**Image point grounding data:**
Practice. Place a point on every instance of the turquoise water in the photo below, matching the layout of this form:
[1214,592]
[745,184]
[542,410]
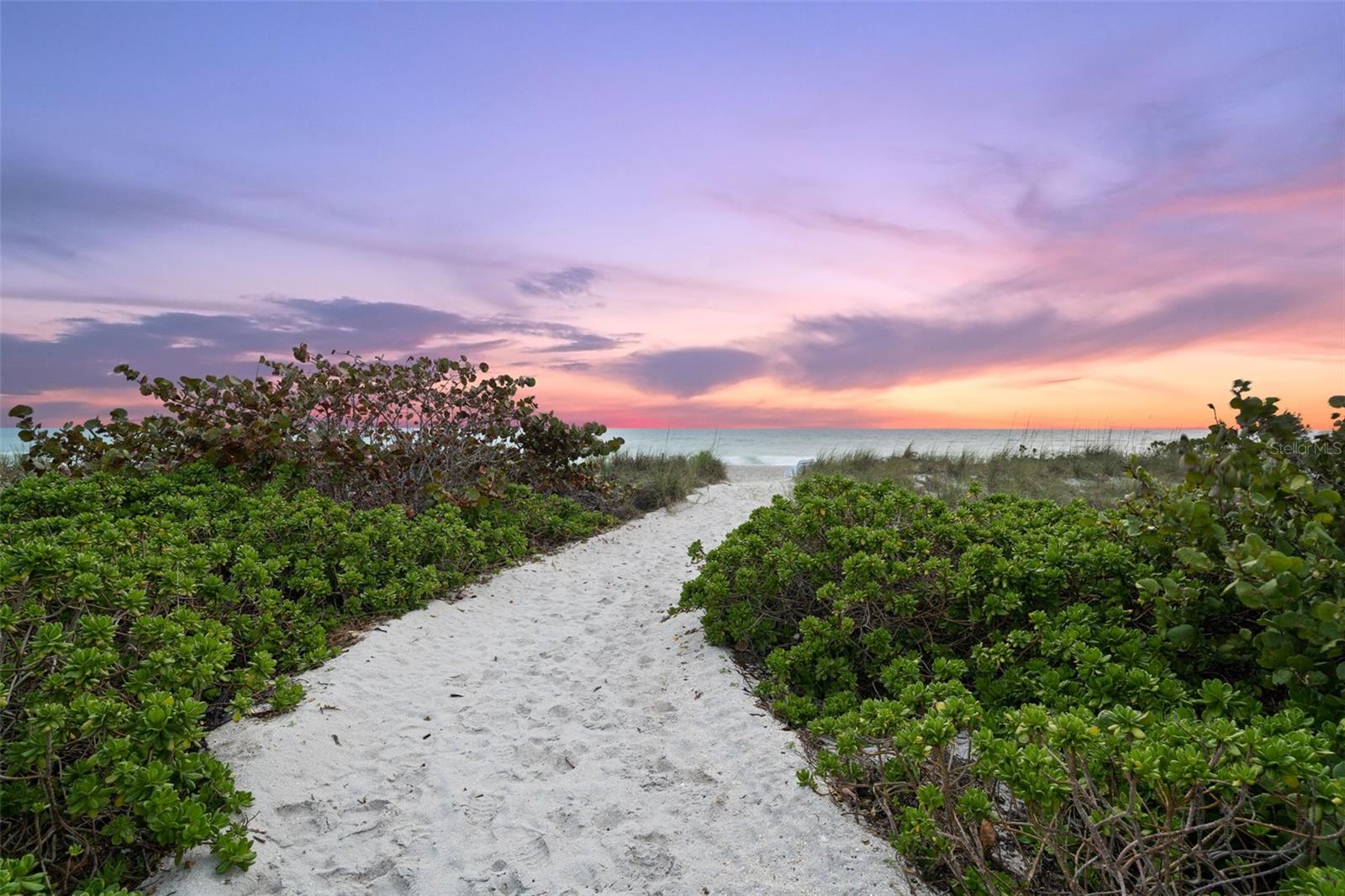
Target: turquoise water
[787,447]
[791,445]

**Exercise:**
Print each of the records above exactly as written, leaving no picture in the copy.

**Result of this exercise:**
Practice. Place a point on every instance of the turquoise water in the photo below, matching the layout of this form:
[1214,592]
[745,184]
[542,410]
Target: turquoise water
[787,447]
[791,445]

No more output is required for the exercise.